Your instructions: Nothing should be left out. Transcribe the entries exactly as written.

Input data:
=== Begin Enclosure ===

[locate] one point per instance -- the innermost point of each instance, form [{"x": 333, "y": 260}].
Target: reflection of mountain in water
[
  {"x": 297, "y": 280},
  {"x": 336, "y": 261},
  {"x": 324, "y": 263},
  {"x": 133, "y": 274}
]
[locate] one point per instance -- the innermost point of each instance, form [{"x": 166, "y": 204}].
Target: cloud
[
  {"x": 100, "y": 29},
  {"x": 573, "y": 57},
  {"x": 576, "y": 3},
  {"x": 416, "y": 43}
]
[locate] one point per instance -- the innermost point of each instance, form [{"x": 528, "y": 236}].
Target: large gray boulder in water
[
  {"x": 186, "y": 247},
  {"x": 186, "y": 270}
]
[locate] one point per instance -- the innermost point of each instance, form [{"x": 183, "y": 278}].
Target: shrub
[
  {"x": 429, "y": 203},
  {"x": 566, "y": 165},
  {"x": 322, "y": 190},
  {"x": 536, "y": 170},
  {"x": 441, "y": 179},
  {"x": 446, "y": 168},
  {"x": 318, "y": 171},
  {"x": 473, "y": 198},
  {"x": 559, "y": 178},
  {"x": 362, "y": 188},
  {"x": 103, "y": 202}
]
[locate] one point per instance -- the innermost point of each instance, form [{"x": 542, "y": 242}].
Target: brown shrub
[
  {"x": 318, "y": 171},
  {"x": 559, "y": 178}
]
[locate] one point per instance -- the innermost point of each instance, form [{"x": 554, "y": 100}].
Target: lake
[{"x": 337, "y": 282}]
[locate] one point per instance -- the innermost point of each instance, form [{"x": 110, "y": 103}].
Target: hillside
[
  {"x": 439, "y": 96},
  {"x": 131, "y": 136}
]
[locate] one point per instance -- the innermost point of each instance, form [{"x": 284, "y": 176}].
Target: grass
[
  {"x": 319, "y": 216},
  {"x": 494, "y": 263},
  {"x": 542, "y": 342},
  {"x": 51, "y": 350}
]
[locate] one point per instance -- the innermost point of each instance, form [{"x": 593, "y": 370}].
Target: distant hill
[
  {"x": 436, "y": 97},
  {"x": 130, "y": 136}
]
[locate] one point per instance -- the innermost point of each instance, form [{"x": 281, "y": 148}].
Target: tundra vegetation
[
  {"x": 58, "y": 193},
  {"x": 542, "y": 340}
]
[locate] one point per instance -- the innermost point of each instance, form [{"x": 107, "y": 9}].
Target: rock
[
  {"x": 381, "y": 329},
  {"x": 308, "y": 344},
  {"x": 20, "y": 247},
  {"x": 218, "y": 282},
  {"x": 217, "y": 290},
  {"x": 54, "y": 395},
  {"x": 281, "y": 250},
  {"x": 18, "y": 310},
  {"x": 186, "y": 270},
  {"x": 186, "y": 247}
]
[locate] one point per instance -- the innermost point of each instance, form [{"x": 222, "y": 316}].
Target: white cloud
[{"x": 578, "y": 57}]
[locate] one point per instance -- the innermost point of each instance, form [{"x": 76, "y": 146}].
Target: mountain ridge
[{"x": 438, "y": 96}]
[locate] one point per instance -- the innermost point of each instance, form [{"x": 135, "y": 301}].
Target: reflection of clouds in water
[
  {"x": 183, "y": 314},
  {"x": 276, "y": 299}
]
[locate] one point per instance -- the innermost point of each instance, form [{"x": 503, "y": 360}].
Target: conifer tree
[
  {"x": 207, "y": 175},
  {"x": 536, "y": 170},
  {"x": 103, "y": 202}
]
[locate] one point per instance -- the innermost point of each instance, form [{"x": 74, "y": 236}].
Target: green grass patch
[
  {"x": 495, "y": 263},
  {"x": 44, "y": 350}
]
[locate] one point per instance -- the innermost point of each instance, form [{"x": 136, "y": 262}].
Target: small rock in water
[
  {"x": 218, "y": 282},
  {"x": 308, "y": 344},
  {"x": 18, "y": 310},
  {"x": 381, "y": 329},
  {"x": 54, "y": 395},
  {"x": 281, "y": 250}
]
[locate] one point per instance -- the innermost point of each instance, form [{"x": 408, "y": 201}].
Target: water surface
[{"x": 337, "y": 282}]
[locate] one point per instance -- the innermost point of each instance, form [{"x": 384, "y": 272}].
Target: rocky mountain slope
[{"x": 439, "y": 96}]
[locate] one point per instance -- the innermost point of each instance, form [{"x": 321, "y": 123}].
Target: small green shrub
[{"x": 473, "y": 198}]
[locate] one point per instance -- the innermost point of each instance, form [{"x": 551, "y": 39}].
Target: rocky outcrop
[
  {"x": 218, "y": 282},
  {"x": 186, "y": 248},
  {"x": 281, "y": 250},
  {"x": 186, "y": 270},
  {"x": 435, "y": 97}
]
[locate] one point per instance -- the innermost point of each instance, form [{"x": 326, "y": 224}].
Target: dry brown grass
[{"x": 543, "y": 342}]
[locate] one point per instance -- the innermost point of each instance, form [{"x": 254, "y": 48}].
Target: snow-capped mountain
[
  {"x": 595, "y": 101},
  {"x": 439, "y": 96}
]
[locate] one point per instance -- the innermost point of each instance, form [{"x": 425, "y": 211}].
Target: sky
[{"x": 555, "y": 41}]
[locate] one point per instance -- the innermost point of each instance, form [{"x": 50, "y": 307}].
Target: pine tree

=== End Enclosure ===

Your response:
[locate] one point per instance -- the innermost point of each instance, form [{"x": 333, "y": 260}].
Target: reflection of mountain in water
[
  {"x": 297, "y": 280},
  {"x": 336, "y": 261},
  {"x": 324, "y": 263},
  {"x": 133, "y": 274}
]
[locate] one point per instance -- the innermost point of each instance, form [{"x": 166, "y": 204}].
Target: cloud
[
  {"x": 100, "y": 29},
  {"x": 573, "y": 57},
  {"x": 576, "y": 3},
  {"x": 416, "y": 43}
]
[locate] one point per instance -- the innermost point of each instance, form [{"x": 528, "y": 236}].
Target: large gray boulder in water
[
  {"x": 186, "y": 247},
  {"x": 186, "y": 270}
]
[locate] one point per instance -- the innermost point of each instance, form [{"x": 183, "y": 278}].
Target: shrub
[
  {"x": 429, "y": 203},
  {"x": 566, "y": 165},
  {"x": 322, "y": 190},
  {"x": 536, "y": 170},
  {"x": 441, "y": 179},
  {"x": 446, "y": 168},
  {"x": 318, "y": 171},
  {"x": 473, "y": 198},
  {"x": 559, "y": 178},
  {"x": 362, "y": 188},
  {"x": 103, "y": 202}
]
[locate] one point per instance -- the innermost point of each instance, form [{"x": 542, "y": 242}].
Target: brown shrub
[
  {"x": 318, "y": 171},
  {"x": 559, "y": 178}
]
[locate] one point per instance -- the innermost point of each instance, form [{"x": 554, "y": 100}].
Target: lake
[{"x": 337, "y": 282}]
[locate] one point per instance -- the innermost point of each instance, form [{"x": 110, "y": 103}].
Target: hillside
[
  {"x": 439, "y": 96},
  {"x": 131, "y": 136}
]
[locate] one point per instance -- the innermost point of each instance, form [{"x": 284, "y": 176}].
Target: grass
[
  {"x": 319, "y": 216},
  {"x": 494, "y": 263},
  {"x": 542, "y": 342},
  {"x": 51, "y": 350}
]
[locate] one point per instance -- the innermost point of each instance, form [{"x": 593, "y": 370}].
Target: distant hill
[
  {"x": 436, "y": 97},
  {"x": 130, "y": 136}
]
[locate] one point per instance -- the innermost point of each instance, form [{"x": 281, "y": 148}].
Target: tundra vegetation
[
  {"x": 58, "y": 193},
  {"x": 542, "y": 340}
]
[locate] one point per instance -- the innermost point of each instance, form [{"x": 107, "y": 9}].
Target: rock
[
  {"x": 381, "y": 329},
  {"x": 308, "y": 344},
  {"x": 20, "y": 247},
  {"x": 218, "y": 282},
  {"x": 217, "y": 290},
  {"x": 54, "y": 395},
  {"x": 281, "y": 250},
  {"x": 18, "y": 310},
  {"x": 186, "y": 270},
  {"x": 186, "y": 247}
]
[locate] one point per instance -- the innermost point of each instance, form [{"x": 222, "y": 316}].
Target: white cloud
[{"x": 578, "y": 57}]
[locate] one point per instance -- the innermost point of each instance, form [{"x": 76, "y": 146}].
Target: mountain ridge
[{"x": 438, "y": 96}]
[locate] one point per instance -- the innermost point of each instance, form [{"x": 135, "y": 301}].
Target: reflection of clouds in water
[
  {"x": 183, "y": 314},
  {"x": 276, "y": 299}
]
[locate] one point per instance -- the innermost point of each instance, form [{"x": 503, "y": 360}].
Target: conifer tree
[
  {"x": 207, "y": 175},
  {"x": 536, "y": 170},
  {"x": 103, "y": 202}
]
[locate] one point per instance -- the innermost point of each instance, form [{"x": 74, "y": 236}].
Target: green grass patch
[
  {"x": 495, "y": 263},
  {"x": 44, "y": 350}
]
[locate] one point per instance -- the innermost point of each instance, form [{"x": 136, "y": 262}].
Target: small rock in water
[
  {"x": 218, "y": 282},
  {"x": 308, "y": 344},
  {"x": 18, "y": 310},
  {"x": 381, "y": 329},
  {"x": 54, "y": 395},
  {"x": 281, "y": 250}
]
[locate] one point per instance -- the innermost point of each instance, form [{"x": 408, "y": 201}].
Target: water surface
[{"x": 337, "y": 282}]
[locate] one point per instance -- the innermost point of each instance, form [{"x": 384, "y": 272}].
Target: rocky mountain slope
[{"x": 439, "y": 96}]
[locate] one point per instance -- the innermost point of each instance, form [{"x": 321, "y": 123}].
Target: small green shrub
[{"x": 473, "y": 198}]
[locate] one point per instance -- the innermost point of each instance, form [{"x": 551, "y": 39}].
Target: rocky outcrop
[
  {"x": 218, "y": 282},
  {"x": 186, "y": 248},
  {"x": 281, "y": 250},
  {"x": 186, "y": 270},
  {"x": 435, "y": 97}
]
[locate] one point per instance -- the innermost point of each instance, form [{"x": 326, "y": 224}].
Target: dry brown grass
[{"x": 543, "y": 342}]
[locate] one point per instance -- the innermost point of each instance, form [{"x": 254, "y": 48}].
Target: snow-capped mountain
[
  {"x": 595, "y": 101},
  {"x": 439, "y": 96}
]
[locate] one point per instance -- the innermost point of each instance, form [{"x": 425, "y": 211}].
Target: sky
[{"x": 555, "y": 41}]
[locate] one point per instance -- the innermost point of each instance, form [{"x": 50, "y": 307}].
Target: pine tree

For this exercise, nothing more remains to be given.